Copy the stretch of the material from the line containing "Could you put a marker on each instance of the sky" through the end of the material, reproducing each line unchanged.

Dataset excerpt:
--------------------
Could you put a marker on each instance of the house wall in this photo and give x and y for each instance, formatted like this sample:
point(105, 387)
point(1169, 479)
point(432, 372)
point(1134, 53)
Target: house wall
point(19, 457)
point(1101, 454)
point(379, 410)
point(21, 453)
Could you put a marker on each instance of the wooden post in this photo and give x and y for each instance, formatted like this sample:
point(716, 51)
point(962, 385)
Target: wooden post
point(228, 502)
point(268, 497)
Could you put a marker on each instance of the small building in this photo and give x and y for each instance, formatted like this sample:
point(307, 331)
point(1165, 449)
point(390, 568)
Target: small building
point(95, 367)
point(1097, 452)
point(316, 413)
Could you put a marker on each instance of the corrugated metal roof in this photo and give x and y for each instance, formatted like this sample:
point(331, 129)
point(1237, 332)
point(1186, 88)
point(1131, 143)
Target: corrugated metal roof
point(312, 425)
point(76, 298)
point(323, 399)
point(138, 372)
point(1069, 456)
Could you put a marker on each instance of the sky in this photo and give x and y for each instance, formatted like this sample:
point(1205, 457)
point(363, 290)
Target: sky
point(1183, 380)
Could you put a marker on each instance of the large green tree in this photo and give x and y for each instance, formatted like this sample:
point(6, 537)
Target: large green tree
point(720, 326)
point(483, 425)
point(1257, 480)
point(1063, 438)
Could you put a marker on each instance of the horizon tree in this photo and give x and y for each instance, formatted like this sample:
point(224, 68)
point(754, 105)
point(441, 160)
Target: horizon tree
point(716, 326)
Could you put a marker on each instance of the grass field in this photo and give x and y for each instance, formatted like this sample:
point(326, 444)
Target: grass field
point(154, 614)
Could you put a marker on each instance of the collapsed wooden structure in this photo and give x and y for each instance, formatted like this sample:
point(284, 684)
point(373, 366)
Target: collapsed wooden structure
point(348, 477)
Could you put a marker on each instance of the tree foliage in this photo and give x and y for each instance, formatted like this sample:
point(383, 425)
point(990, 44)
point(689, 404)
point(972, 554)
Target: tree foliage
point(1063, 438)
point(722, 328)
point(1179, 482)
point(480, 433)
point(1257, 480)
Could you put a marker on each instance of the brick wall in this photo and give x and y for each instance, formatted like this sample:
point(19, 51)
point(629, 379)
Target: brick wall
--------------------
■ **SOLUTION TO THIS TASK**
Could you put a marker on each instance of the sky in this photo and give x and y for each instance, formatted like this sample:
point(1205, 457)
point(363, 290)
Target: sky
point(1183, 380)
Could you put a marker on each instance of the large green tree in this photo and give x and y for each instance, formatted like this sample:
point(6, 537)
Target: large green tree
point(720, 326)
point(483, 425)
point(1257, 480)
point(1063, 438)
Could you put a marker on each instance of the horizon tree in this photo and give x and y for each instance, formatted like this sample:
point(224, 68)
point(754, 105)
point(441, 160)
Target: horizon tree
point(716, 326)
Could you put a marker on each instance of the grass field in this photo and give x and y for each instance, formatted like this sample:
point(326, 444)
Target: grass field
point(154, 614)
Could you put a marker on each instance of the collapsed wooden structure in this photo and give x and y for each instance, formatted like this sample:
point(284, 684)
point(373, 366)
Target: collapsed wooden structure
point(348, 477)
Could you put a marker on each instance of the tree foliage in this photo and give x and y for each instance, formatted like this sample:
point(383, 425)
point(990, 44)
point(689, 404)
point(972, 554)
Target: tree foliage
point(1063, 438)
point(722, 328)
point(1179, 482)
point(480, 433)
point(1257, 480)
Could you put a marker on each instance of the brick wall in this photo and give x and y for each instance, formatted like this sample:
point(19, 51)
point(629, 379)
Target: brick wall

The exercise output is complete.